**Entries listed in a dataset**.
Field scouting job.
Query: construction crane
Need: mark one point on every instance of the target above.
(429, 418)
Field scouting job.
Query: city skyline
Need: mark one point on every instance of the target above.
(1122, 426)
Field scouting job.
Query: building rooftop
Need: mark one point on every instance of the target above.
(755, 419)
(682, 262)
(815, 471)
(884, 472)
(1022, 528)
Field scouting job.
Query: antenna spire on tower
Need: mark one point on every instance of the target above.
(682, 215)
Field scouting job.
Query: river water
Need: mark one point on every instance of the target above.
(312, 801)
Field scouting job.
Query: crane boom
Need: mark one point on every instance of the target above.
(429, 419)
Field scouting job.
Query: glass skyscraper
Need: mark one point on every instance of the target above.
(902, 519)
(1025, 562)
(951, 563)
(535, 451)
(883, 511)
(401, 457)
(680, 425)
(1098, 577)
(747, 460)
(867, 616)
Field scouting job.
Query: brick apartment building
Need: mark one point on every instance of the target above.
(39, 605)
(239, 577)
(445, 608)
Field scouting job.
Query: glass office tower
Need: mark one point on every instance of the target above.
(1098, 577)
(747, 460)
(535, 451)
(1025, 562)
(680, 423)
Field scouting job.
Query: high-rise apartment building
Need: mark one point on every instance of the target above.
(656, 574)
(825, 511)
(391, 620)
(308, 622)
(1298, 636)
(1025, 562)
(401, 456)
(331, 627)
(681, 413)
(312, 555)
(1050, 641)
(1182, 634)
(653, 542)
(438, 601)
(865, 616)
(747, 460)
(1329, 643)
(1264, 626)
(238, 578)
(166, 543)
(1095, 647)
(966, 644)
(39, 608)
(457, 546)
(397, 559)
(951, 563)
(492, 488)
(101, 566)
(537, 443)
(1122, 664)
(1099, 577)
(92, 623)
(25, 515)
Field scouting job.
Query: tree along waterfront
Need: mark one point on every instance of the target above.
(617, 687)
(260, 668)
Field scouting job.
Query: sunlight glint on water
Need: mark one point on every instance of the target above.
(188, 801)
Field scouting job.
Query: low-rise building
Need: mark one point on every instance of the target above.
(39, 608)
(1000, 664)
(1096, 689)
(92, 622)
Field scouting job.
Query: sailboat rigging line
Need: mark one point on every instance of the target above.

**CHALLENGE**. Rewrite all of the material above, swapping "mark one point" for "place a single marker" wherever it appears and leaving everything else untouched.

**RESULT FOR THIS TASK**.
Field scouting job.
Query: construction crane
Need: place a single marker on every instance of the target above.
(429, 418)
Field scouting job.
Query: city skyline
Need: place a single marker on every instance of the target above.
(1122, 426)
Field scouting job.
Query: building rooftop
Need: place a single marker on every instance of the target above.
(755, 419)
(682, 262)
(815, 471)
(884, 472)
(1022, 528)
Field scouting job.
Query: antenna spire on tower
Need: place a single marker on every instance of the target above.
(682, 215)
Field scouting job.
Query: river water
Need: place a single marker on every instance of the target above.
(312, 801)
Field scouting job.
Query: crane boom
Need: place a single marker on every instance of the target above.
(429, 419)
Field scouting job.
Query: glass skyscraper
Need: place a single marker on every instance of the target above.
(902, 519)
(1025, 562)
(951, 563)
(535, 451)
(883, 511)
(401, 457)
(680, 425)
(1098, 577)
(747, 460)
(867, 616)
Field scouting job.
Query: brick apartment building
Need: place a single marker on every instance of the target above.
(39, 605)
(239, 577)
(445, 608)
Field scouting job.
Query: glass office tower
Need: place a single marker on every instance of the target above.
(1098, 577)
(747, 460)
(535, 451)
(1025, 562)
(680, 423)
Field scouting job.
Query: high-rise apartment building
Need: place a single marker on every instance of the target above.
(656, 574)
(825, 511)
(391, 620)
(308, 622)
(1298, 636)
(1025, 562)
(401, 456)
(331, 627)
(681, 413)
(312, 555)
(1050, 641)
(1182, 634)
(653, 542)
(438, 601)
(865, 616)
(747, 460)
(1329, 643)
(1264, 626)
(238, 578)
(166, 543)
(1095, 647)
(966, 644)
(39, 608)
(457, 546)
(397, 559)
(951, 563)
(492, 488)
(101, 566)
(537, 443)
(1122, 664)
(1099, 577)
(92, 623)
(25, 515)
Field scouting job.
Query: tree along waterfront
Need: place a single marker on every instance of the target above.
(617, 687)
(260, 668)
Field scouting job.
Query: sunlight glint on water
Need: place a single marker on every instance of the target above.
(188, 801)
Field scouting job.
Query: low-rise building
Need: place a single marker on every instance of the target above.
(39, 608)
(1000, 664)
(1096, 689)
(92, 622)
Field scouting job.
Query: sailboat rigging line
Need: place a single marker on every instance of the target above.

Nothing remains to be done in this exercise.